Monday, August 16, 2010

Road to Pontianak 1# Kapal Ekonomi dan Kapal Pesiar Ternyata Sama!

Saya sudah pernah menyaksikan potret masyarakat kebanyakan Indonesia melalui wajah kereta ekonomi. Dan menurut saya, itu sangat parah dan tidak manusiawi. Manusia berjubel dengan unggas dan barang yang bertumpuk-tumpuk yang melebihi muatan gerbong yang tidak berpendingin dengan perjalanan lebih dari 18 jam.


 

Ternyata pemandangan dalam kapal penumpang di dek ekonomi sebelas dua belas dengan pemandangan di kereta ekonomi. Dua belasnya kapal penumpang kelas ekonomi. Dalam kata lain, dek kapal penumpang ekonomi lebih parah. Saya menyaksikan dengan mata kepala sendiri bagaimana penumpang dengan anak-anak kecil kumal berjejal dalam dek yang panas dan pengap. Berasa masuk ke dalam bunker tentara jepang pada zaman penjajahan dulu (paling tidak seperti itulah yang saya tangkap dari cerita kakek saya). Bayangkan, menghabiskan waktu lebih dari 50 jam di dalam dek pengap dengan aroma bau badan yang beraneka ragam. Jangan tanya deh ada wangi Fahrenheit atau Higher Energy nya Christian Dior.

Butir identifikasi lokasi
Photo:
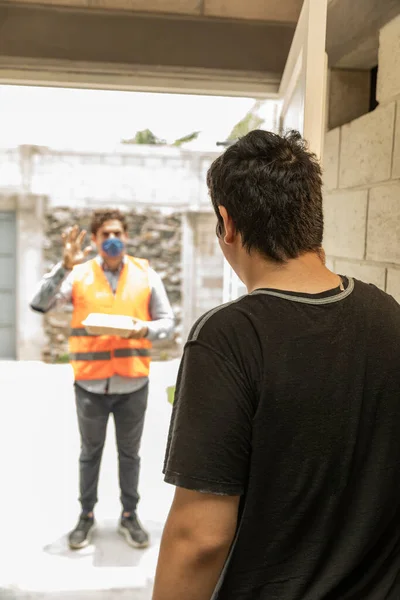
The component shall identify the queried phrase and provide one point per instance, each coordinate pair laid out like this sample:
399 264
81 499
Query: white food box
103 324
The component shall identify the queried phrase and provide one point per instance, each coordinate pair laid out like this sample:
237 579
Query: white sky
93 119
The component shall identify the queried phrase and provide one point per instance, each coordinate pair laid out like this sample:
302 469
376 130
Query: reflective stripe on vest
118 353
100 357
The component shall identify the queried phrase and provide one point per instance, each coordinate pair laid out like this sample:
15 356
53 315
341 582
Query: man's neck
306 274
114 267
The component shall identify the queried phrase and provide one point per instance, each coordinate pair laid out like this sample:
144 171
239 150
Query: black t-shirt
293 402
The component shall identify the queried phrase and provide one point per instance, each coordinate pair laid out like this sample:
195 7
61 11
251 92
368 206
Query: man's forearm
187 570
48 292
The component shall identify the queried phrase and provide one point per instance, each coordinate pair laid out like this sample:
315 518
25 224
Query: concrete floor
39 449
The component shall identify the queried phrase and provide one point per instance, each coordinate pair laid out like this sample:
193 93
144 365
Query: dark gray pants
93 412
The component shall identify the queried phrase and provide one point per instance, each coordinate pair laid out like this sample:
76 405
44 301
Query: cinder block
331 159
389 61
345 223
393 283
383 236
349 92
396 157
366 148
375 274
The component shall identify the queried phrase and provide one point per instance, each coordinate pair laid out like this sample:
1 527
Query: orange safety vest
101 357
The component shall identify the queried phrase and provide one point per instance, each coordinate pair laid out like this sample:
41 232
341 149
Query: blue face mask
113 247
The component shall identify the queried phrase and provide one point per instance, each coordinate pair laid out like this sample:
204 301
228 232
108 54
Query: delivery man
111 373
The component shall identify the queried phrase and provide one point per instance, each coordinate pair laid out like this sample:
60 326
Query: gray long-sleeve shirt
55 292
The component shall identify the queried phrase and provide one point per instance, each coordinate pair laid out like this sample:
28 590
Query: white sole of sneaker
85 543
125 533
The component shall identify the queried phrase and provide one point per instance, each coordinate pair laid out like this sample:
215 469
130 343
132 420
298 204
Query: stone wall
152 235
362 182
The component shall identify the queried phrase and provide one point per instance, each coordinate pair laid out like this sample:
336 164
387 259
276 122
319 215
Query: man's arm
54 290
162 317
197 538
207 459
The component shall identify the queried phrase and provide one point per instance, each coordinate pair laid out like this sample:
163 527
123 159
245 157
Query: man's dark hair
271 186
102 215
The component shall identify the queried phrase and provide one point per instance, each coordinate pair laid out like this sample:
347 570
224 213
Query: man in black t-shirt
285 436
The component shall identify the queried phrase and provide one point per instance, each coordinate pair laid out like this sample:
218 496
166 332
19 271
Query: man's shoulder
224 318
374 296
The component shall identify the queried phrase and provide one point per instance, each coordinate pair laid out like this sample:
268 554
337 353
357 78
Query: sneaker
133 532
81 536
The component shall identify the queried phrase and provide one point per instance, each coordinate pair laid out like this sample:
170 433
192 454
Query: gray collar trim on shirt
305 300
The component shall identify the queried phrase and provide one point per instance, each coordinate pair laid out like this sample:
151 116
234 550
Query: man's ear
228 235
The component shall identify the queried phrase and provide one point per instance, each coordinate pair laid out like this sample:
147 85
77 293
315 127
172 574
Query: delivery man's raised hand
73 253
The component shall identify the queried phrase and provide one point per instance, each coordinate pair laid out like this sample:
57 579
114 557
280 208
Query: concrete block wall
362 182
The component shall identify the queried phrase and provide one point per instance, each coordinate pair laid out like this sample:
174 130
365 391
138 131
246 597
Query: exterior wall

:: Tujuan Latihan ::
- A) Ketik ulang bagian tulisan perjalanan ke Pontianak dari "Ternyata pemandangan dalam" sampai dengan "nya Christian Dior.".
- B) Sebutkan semua bilangan yang ditulis dengan angka dalam tulisan perjalanan ke Pontianak, termasuk pada tanggal dan judulnya.
Catatan di atas merupakan bahan tersendiri yang terpisah dari tulisan perjalanan ke Pontianak.

:: Jawaban Latihan ::
- A)
Ternyata pemandangan dalam kapal penumpang di dek ekonomi sebelas dua belas dengan pemandangan di kereta ekonomi. Dua belasnya kapal penumpang kelas ekonomi. Dalam kata lain, dek kapal penumpang ekonomi lebih parah. Saya menyaksikan dengan mata kepala sendiri bagaimana penumpang dengan anak-anak kecil kumal berjejal dalam dek yang panas dan pengap. Berasa masuk ke dalam bunker tentara jepang pada zaman penjajahan dulu (paling tidak seperti itulah yang saya tangkap dari cerita kakek saya). Bayangkan, menghabiskan waktu lebih dari 50 jam di dalam dek pengap dengan aroma bau badan yang beraneka ragam. Jangan tanya deh ada wangi Fahrenheit atau Higher Energy nya Christian Dior.

- B) 16, 2010, 1, 18, 50